* [What you are asked to do]:
Your answer must be a single number: the count of lines in the entries below that hold "carousel".

* [Provided entries]:
★ ★ ★ ★ ★
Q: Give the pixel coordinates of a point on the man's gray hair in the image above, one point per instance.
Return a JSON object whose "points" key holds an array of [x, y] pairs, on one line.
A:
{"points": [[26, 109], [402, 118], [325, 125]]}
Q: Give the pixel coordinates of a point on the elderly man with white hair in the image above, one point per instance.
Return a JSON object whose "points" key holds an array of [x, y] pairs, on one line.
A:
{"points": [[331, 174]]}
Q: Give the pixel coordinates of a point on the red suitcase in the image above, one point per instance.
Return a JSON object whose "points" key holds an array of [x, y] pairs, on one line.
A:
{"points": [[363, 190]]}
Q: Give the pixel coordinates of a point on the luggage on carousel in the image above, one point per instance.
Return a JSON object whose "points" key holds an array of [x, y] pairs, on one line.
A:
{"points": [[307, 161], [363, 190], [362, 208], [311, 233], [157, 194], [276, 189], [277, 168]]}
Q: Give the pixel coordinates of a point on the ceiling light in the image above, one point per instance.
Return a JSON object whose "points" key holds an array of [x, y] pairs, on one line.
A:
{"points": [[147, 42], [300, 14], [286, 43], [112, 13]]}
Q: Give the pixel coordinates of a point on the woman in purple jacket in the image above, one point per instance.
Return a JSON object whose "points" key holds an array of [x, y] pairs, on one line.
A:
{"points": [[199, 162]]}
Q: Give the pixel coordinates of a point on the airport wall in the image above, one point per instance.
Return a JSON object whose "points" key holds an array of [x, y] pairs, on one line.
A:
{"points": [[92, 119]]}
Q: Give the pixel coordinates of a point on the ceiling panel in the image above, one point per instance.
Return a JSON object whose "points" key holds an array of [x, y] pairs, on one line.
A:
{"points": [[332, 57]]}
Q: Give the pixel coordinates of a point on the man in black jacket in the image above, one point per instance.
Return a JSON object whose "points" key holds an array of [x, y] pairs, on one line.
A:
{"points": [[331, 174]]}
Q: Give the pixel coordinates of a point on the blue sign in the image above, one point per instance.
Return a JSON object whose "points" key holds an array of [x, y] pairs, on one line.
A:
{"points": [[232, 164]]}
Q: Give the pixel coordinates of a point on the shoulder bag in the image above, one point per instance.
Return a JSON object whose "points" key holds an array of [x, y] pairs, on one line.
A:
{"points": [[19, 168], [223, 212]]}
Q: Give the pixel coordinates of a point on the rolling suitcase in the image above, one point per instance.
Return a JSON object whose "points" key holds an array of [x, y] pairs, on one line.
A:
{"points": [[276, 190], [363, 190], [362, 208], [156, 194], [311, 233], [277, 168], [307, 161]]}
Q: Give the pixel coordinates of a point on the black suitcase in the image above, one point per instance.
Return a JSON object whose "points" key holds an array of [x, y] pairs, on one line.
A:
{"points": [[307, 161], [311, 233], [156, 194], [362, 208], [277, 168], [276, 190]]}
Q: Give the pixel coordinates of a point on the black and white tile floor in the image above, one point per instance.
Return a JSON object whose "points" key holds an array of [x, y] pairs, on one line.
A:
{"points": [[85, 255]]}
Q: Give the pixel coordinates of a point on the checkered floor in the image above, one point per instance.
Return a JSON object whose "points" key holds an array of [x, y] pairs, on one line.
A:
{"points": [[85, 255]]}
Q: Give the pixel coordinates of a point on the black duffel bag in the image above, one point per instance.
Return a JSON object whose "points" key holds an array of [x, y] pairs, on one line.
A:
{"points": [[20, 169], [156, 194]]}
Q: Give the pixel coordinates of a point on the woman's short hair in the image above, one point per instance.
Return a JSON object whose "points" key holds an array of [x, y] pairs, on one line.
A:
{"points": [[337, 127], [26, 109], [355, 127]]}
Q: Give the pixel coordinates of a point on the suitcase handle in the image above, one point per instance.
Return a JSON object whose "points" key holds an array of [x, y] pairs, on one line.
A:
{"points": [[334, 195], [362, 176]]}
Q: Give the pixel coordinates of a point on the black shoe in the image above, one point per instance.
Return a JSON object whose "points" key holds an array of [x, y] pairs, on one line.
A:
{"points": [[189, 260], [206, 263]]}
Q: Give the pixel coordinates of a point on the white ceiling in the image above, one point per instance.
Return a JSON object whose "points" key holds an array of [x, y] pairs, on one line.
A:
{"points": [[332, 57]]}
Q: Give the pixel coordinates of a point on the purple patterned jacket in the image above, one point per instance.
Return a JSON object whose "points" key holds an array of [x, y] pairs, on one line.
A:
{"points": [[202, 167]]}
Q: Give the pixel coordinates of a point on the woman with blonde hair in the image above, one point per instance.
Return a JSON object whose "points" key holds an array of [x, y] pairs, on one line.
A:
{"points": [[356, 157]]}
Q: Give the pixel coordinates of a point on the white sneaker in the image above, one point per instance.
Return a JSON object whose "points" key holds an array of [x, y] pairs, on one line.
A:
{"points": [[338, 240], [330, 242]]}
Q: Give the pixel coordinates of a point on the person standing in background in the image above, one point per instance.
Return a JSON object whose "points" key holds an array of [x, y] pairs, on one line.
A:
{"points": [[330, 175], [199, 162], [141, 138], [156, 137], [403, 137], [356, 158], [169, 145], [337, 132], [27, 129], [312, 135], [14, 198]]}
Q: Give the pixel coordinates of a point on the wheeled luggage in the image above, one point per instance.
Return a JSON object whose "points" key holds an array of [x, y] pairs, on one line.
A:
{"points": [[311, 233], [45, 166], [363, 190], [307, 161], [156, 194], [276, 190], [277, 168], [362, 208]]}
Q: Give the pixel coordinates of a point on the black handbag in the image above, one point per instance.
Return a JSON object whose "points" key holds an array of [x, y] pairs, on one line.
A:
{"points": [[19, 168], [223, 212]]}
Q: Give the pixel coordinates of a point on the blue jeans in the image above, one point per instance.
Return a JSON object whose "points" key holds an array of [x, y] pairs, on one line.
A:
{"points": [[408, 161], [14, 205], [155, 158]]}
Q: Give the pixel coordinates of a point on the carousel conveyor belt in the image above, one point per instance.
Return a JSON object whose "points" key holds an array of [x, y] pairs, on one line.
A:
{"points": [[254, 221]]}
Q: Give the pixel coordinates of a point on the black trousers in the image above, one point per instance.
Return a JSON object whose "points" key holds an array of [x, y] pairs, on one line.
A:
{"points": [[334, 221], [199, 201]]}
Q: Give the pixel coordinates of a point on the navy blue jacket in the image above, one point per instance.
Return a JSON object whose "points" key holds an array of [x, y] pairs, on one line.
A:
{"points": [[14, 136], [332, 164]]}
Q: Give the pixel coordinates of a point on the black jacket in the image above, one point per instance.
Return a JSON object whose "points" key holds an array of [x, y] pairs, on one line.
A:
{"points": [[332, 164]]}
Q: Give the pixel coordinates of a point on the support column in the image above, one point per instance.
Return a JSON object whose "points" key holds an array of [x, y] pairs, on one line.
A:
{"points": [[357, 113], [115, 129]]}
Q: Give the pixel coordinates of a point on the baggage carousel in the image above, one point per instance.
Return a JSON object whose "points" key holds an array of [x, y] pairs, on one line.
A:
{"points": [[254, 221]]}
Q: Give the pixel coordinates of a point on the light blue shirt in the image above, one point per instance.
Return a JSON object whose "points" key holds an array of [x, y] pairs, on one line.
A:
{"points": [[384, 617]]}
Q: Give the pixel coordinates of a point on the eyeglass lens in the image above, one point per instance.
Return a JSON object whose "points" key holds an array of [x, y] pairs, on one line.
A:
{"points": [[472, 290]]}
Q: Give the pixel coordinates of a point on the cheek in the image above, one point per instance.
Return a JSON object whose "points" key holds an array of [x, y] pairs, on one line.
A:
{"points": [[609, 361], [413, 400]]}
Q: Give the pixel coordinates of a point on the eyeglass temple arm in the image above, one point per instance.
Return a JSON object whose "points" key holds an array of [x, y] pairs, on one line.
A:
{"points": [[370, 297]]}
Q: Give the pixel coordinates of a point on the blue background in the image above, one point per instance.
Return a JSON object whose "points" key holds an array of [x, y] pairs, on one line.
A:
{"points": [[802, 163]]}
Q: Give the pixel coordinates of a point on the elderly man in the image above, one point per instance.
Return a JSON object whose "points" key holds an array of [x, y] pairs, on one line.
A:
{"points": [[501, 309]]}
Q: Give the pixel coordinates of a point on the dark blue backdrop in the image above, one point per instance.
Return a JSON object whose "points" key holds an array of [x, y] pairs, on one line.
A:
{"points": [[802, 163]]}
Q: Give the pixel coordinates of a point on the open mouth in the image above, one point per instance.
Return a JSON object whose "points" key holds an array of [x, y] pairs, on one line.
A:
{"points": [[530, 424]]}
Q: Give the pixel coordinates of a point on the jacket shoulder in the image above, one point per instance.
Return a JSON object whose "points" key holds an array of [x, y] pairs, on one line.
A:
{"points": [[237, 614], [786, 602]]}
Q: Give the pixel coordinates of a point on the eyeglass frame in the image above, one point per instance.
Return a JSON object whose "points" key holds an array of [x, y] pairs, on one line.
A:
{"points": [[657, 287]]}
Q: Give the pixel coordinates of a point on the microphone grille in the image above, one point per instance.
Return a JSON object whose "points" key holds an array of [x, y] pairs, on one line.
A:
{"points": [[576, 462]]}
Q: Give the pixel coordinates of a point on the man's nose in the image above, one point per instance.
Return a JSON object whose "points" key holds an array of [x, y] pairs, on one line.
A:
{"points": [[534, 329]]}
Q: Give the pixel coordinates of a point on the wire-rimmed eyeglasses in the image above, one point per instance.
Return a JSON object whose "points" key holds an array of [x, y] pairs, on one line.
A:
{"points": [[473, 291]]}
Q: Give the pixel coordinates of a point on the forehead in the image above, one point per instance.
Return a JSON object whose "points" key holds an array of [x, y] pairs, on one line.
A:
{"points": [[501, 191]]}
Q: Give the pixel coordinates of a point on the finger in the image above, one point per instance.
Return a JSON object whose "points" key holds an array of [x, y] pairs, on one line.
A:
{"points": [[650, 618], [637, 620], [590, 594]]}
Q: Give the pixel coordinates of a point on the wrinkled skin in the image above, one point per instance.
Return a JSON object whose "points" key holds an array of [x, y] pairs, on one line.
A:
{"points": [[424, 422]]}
★ ★ ★ ★ ★
* [Output for this task]:
3